Records from a point labeling set:
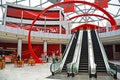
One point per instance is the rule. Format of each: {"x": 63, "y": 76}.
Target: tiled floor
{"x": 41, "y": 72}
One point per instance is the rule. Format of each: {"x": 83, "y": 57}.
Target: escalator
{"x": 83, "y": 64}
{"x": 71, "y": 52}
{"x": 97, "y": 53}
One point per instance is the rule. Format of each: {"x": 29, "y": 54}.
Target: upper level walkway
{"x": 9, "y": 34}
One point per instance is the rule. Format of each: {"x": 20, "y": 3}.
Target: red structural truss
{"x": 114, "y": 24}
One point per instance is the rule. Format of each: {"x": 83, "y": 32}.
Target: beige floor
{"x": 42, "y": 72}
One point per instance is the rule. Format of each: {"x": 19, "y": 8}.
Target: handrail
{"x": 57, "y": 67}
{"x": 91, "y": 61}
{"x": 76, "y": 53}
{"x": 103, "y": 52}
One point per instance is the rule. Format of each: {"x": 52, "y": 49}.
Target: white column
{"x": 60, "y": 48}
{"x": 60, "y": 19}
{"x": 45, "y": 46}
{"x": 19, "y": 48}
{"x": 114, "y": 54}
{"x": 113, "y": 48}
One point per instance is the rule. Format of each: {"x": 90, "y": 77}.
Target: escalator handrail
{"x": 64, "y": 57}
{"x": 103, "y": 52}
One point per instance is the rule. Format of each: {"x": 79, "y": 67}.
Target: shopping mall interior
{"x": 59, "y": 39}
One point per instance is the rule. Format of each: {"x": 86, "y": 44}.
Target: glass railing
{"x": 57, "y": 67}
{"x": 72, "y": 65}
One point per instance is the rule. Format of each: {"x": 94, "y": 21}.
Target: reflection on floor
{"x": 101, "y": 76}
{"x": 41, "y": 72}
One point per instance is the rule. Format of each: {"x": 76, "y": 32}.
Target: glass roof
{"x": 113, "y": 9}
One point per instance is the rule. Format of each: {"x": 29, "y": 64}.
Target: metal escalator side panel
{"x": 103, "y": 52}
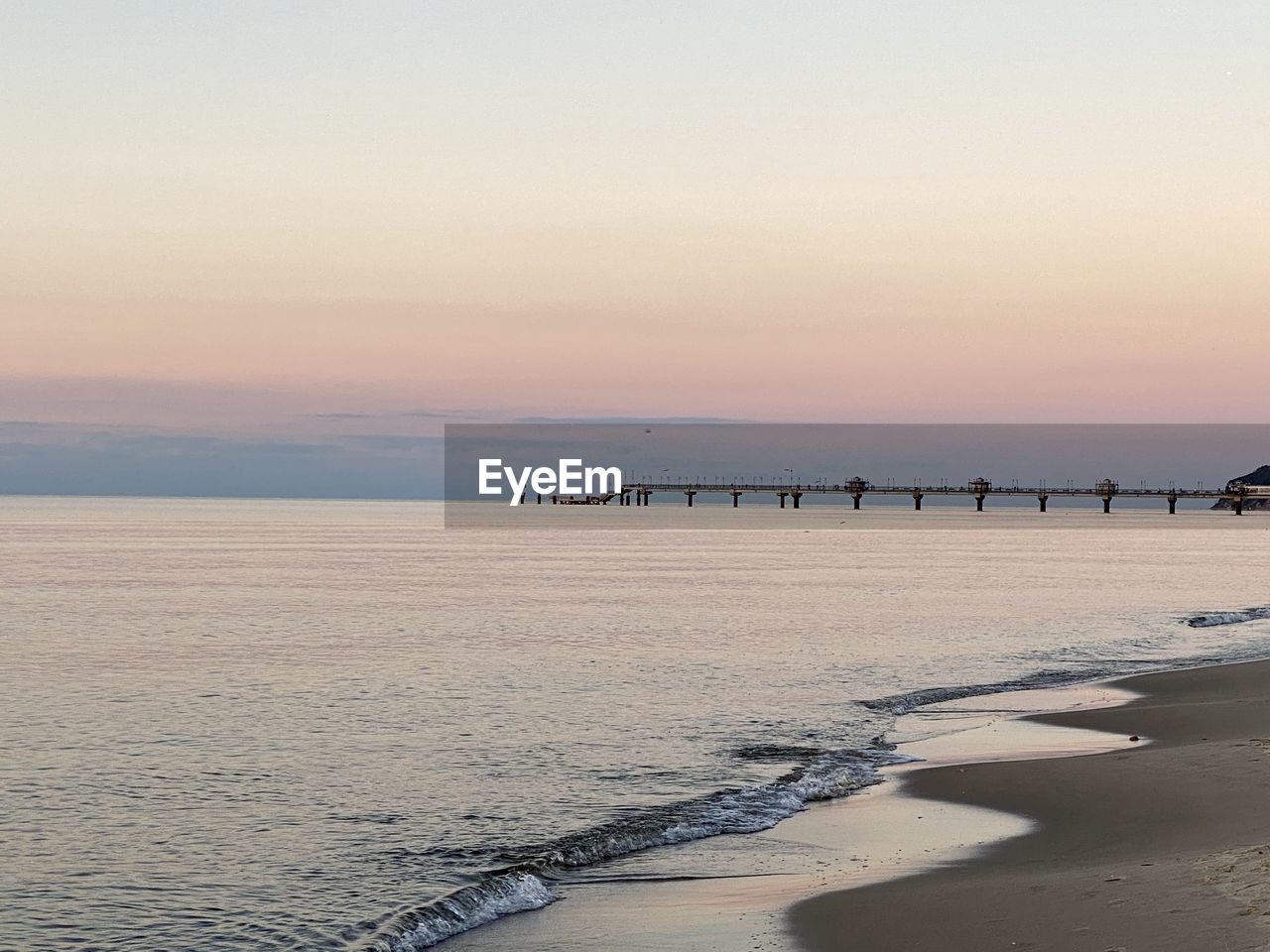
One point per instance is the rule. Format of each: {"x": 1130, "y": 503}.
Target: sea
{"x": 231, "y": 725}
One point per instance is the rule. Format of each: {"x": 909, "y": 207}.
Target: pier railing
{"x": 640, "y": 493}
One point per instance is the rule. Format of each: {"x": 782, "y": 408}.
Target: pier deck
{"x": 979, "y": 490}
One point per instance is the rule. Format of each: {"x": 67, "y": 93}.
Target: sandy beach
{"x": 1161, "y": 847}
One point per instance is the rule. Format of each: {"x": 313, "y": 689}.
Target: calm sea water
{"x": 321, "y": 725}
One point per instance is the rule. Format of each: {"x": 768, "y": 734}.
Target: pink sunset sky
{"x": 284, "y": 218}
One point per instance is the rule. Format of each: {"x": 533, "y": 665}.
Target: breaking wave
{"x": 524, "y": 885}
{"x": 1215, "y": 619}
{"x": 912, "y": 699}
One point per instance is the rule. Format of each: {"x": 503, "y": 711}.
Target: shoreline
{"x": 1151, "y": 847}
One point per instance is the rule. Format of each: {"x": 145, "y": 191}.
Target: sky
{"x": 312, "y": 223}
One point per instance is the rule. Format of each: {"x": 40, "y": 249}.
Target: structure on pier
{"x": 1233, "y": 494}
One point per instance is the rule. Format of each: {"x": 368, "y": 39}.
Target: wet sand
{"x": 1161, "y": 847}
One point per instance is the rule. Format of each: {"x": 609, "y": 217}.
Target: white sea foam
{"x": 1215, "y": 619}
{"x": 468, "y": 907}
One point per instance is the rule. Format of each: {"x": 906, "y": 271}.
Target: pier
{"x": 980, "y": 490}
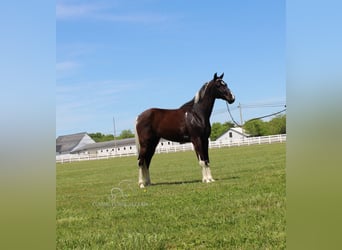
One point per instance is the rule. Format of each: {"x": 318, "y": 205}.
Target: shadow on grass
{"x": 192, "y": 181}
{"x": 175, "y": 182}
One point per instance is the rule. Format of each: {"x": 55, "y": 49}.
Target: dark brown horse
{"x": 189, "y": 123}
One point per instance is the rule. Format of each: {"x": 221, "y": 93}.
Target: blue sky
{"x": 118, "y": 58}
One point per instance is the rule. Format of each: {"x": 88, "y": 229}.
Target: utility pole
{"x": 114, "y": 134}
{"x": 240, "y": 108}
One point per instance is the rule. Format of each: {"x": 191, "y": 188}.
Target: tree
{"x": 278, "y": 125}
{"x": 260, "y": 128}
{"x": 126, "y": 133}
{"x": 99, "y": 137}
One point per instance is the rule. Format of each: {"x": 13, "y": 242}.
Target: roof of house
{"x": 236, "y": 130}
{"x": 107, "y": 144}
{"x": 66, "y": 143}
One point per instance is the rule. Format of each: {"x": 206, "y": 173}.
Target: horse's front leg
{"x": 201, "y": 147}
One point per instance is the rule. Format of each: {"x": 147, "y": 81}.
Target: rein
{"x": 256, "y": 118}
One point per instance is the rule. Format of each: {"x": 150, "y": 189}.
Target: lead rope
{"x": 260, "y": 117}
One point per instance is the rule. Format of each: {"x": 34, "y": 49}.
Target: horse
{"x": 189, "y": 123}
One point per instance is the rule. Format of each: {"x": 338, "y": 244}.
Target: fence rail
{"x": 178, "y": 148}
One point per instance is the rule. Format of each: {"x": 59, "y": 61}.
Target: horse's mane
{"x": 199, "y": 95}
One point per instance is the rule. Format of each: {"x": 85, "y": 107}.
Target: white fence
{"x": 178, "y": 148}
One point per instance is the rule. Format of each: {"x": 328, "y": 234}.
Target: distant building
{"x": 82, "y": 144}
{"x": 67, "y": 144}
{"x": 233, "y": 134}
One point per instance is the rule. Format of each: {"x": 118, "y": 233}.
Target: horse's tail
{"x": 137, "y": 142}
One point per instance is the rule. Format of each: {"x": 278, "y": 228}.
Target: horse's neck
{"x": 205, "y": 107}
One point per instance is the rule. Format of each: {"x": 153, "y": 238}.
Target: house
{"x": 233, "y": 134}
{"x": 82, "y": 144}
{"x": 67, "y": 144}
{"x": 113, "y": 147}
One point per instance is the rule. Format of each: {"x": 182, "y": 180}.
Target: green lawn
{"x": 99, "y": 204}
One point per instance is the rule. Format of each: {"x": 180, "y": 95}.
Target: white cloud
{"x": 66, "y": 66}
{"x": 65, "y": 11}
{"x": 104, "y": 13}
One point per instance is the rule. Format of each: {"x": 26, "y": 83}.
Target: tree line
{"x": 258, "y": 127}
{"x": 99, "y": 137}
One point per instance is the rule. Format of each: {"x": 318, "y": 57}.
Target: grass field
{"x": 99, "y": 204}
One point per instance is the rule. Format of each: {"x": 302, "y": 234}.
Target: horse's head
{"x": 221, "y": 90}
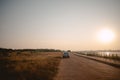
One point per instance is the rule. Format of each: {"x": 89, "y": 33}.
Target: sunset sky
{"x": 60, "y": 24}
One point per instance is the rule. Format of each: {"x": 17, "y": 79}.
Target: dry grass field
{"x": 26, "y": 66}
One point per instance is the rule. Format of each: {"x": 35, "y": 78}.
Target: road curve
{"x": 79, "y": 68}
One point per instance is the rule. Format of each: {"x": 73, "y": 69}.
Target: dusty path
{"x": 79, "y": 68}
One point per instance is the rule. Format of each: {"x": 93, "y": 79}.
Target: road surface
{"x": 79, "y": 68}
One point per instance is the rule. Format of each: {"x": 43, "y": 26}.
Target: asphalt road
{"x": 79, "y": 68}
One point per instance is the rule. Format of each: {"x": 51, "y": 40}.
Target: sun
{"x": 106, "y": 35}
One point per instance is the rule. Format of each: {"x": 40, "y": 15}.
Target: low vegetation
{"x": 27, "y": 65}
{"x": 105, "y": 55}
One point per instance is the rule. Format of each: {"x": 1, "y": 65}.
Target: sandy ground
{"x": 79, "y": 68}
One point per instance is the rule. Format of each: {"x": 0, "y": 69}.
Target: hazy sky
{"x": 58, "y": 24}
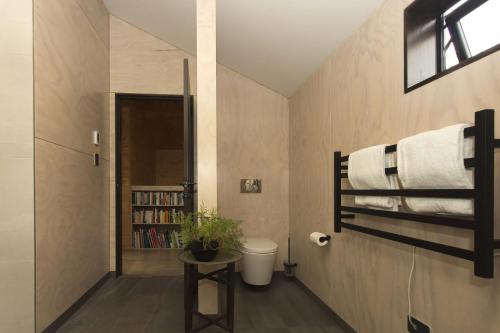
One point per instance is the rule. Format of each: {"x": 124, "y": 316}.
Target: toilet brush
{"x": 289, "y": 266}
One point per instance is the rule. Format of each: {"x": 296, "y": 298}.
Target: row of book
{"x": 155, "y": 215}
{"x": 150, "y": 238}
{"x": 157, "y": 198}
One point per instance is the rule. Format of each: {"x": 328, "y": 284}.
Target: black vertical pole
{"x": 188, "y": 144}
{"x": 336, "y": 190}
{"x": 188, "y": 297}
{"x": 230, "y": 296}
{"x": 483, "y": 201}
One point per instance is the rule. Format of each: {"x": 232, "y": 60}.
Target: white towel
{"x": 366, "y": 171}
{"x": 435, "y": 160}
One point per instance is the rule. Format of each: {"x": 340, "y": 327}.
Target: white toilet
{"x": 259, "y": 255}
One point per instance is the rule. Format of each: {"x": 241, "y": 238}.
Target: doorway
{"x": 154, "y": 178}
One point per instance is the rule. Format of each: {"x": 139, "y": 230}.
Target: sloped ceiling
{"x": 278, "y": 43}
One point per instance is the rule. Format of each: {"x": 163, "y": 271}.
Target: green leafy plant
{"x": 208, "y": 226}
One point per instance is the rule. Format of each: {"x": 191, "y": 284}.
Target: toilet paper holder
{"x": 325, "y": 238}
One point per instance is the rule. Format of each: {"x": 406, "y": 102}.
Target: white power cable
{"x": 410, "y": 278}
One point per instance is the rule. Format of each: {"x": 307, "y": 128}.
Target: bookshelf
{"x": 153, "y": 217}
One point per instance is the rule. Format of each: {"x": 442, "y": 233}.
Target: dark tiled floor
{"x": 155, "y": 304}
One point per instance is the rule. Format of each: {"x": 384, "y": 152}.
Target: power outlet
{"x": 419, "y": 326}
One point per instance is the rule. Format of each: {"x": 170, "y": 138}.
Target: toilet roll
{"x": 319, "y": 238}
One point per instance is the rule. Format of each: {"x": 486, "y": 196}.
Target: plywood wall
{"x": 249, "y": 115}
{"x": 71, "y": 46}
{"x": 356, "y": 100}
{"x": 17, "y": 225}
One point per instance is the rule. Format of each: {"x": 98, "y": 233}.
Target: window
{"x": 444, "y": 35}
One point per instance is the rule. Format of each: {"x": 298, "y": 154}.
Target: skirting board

WHAT THIS TASK INVOLVES
Collect every line in the rows above that contains the word "floor", treating case as significant.

EXERCISE ANSWER
Target: tiled floor
Target: beige floor
Target: reflection on floor
Target: dark tiled floor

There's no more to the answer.